Our failure to obtain an agreement from any successor to substantially all of our assets or our business to assume and agree to perform the employment or severance agreement within 15 days after a merger, consolidation, sale or similar transaction.

 

The effective date of termination is the date set forth in a notice from the named executive officer to us, which notice must be given to us at least 45 days prior to the effective date of termination.

 

   

Without Good Reason. Termination by the named executive officer without good reason occurs when the named executive officer terminates his employment for any reason other than good reason, as described above. The effective date of termination is the date set forth in a notice from the named executive officer to us, which notice must be given to us at least 45 days prior to the effective date of termination. We will not owe any payments to a named executive officer as a result of the occurrence of a termination without good reason.

 

   

Cause following a Change-in-Control. A “change-in-control cause” termination occurs when we terminate the named executive officer’s employment for cause during the two years following a change-in-control of the company or an asset sale.

Coordinate annotation records:

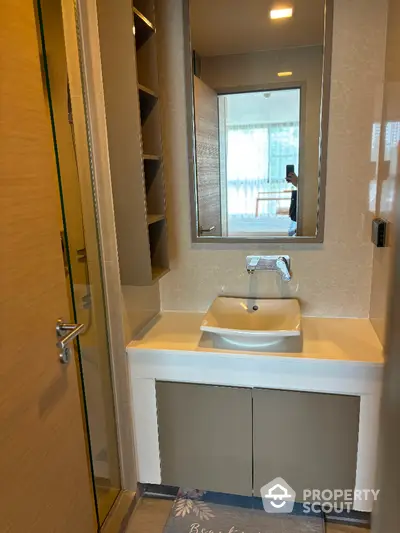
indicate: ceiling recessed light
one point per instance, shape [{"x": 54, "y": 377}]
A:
[{"x": 281, "y": 13}]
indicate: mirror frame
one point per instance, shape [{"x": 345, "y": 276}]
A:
[{"x": 191, "y": 137}]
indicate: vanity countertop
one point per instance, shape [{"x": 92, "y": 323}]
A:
[{"x": 335, "y": 339}]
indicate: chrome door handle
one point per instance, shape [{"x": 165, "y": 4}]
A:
[
  {"x": 66, "y": 333},
  {"x": 207, "y": 230}
]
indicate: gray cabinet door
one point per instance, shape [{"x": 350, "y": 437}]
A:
[
  {"x": 308, "y": 439},
  {"x": 205, "y": 437}
]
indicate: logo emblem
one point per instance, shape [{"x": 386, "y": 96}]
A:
[{"x": 278, "y": 496}]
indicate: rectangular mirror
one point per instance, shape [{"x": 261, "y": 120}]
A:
[{"x": 258, "y": 76}]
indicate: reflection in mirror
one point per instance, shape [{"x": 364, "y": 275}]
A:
[{"x": 260, "y": 98}]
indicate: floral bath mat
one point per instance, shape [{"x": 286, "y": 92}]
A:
[{"x": 204, "y": 512}]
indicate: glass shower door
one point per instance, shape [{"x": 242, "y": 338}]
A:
[{"x": 78, "y": 229}]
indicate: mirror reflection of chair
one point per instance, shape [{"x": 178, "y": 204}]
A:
[{"x": 282, "y": 199}]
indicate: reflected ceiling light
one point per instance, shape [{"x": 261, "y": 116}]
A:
[{"x": 285, "y": 13}]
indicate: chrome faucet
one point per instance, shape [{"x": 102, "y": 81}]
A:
[
  {"x": 282, "y": 266},
  {"x": 278, "y": 263},
  {"x": 252, "y": 264}
]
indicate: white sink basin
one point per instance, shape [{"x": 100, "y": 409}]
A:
[{"x": 253, "y": 323}]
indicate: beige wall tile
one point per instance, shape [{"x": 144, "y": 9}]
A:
[{"x": 388, "y": 169}]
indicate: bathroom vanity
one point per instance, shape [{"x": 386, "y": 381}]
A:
[{"x": 232, "y": 420}]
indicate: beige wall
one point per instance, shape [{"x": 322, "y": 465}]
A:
[
  {"x": 332, "y": 279},
  {"x": 259, "y": 70},
  {"x": 387, "y": 173}
]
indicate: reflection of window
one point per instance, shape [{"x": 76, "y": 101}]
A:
[
  {"x": 257, "y": 156},
  {"x": 283, "y": 149}
]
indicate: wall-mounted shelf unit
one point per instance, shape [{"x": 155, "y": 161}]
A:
[{"x": 130, "y": 74}]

Work instructions: Update the executive termination excerpt, starting at "Cause following a" and ending at "an asset sale.", by changing "two years" to "three years".

Answer to this task:
Cause following a Change-in-Control. A “change-in-control cause” termination occurs when we terminate the named executive officer’s employment for cause during the three years following a change-in-control of the company or an asset sale.